Specifically, over the next three months, we aim to:

Test and integrate the remaining Databank features (see issue list items tagged "Databank")
Issue 9: displaying content tree of dataset prior to confirmation of submission
Issue 42: a web interface for user administration
Issue 45: basic Debian packaging for ADMIRAL (which we expect to allow us to deploy easily on more recent versions of Ubuntu)
if and when time permits, picking up and progressing some of the lower priority technical debt issues

while also dealing with any other critical issues that may arise.

In parallel, we will engage with the various research groups to learn more about how and to what extent they are using ADMIRAL, and encourage them to start submitting datasets to the Databank service.

Friday, 4 March 2011

ADMIRAL Sprint 17

We have recently completed our review of Sprint 17.

Aim A:
Summarize the ADMIRAL project update in three sentences.
Aim B:
Please list every numbered issue named in the ADMIRAL project update, each with its description.
Aim C:
Extend the ADMIRAL project update past its final sentence.
You won't need the records.

[Records excerpted from a collection]
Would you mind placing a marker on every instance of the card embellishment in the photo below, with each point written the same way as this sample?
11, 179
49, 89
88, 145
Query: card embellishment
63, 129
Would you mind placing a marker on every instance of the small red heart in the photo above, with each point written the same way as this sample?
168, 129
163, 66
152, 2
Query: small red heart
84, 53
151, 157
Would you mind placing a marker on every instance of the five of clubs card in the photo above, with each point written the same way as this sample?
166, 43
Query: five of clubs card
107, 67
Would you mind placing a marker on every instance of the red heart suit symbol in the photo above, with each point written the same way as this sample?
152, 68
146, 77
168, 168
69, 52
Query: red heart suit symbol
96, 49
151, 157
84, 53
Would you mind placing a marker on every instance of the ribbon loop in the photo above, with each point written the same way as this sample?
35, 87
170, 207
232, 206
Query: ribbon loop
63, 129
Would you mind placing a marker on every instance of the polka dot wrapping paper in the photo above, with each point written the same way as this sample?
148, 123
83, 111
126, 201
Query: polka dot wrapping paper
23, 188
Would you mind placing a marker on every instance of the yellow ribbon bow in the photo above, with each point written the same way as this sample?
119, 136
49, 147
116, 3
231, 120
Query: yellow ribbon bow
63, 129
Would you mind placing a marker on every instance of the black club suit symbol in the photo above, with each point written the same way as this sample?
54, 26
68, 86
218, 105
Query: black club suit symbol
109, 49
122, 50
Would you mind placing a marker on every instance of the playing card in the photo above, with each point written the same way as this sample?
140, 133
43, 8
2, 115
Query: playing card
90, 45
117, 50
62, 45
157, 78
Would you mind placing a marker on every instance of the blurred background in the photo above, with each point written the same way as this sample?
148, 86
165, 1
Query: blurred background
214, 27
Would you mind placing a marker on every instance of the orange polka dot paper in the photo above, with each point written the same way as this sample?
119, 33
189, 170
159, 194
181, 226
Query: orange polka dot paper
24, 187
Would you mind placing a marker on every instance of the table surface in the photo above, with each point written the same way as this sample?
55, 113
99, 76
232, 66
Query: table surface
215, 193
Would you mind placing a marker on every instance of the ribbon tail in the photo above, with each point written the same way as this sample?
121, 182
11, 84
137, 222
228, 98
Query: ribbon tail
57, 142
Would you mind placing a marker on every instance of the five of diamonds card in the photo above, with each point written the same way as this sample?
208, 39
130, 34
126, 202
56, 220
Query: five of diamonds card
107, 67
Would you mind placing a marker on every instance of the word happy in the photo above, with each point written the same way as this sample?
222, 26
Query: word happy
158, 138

Exercise output A:
Over the next three months, the aim is to test and integrate the remaining Databank features, including issues 9, 42 and 45, and to progress lower-priority technical debt issues if time permits, while dealing with any critical issues that arise. In parallel, the research groups will be engaged to learn how and to what extent they use ADMIRAL and encouraged to submit datasets to the Databank service. A post dated Friday, 4 March 2011 reports that the review of ADMIRAL Sprint 17 has recently been completed.

Exercise output B:
- Issue 9: displaying content tree of dataset prior to confirmation of submission
- Issue 42: a web interface for user administration
- Issue 45: basic Debian packaging for ADMIRAL (which we expect to allow us to deploy easily on more recent versions of Ubuntu)

Exercise output C:
Sprint 17 planning: http://imageweb.zoo.ox.ac.uk/wiki/index.php/ADMIRAL_PlanMeeting_17
Sprint 17 review: http://imageweb.zoo.ox.ac.uk/wiki/index.php/ADMIRAL_SprintReview_17

This review was somewhat overdue, as we've been very busy with follow-ups to ADMIRAL deployment with two additional research groups (making a total of three deployments now). Main acheivements over the past month have been:

Two new ADMIRAL deployments; Silk group storage upgraded to use departmental iSCSI facility
Resolved awkward technical Apache+LDAP issue
Started construction of stand-alone demonstration environment
Deployment and management improvements
Bug-fixing and usability improvements
Documentation of technical problem areas
Benefits case study write-up
ADMIRAL packaging adopted for 1st protoype of Wf4Ever project

One of the recent lessons is that the general level of requirement for data storage has increased dramatically since our initial user surveys. Where most groups were originally content with 200-400Gb storage, they are now asking for Terabytes (due to increased use of high definition video for observations). So the ability to connect to a departmental iSCSI network storage facility has turned out to be a crucial development for us, especially for new research proposals that are required to include data management and sharing plans.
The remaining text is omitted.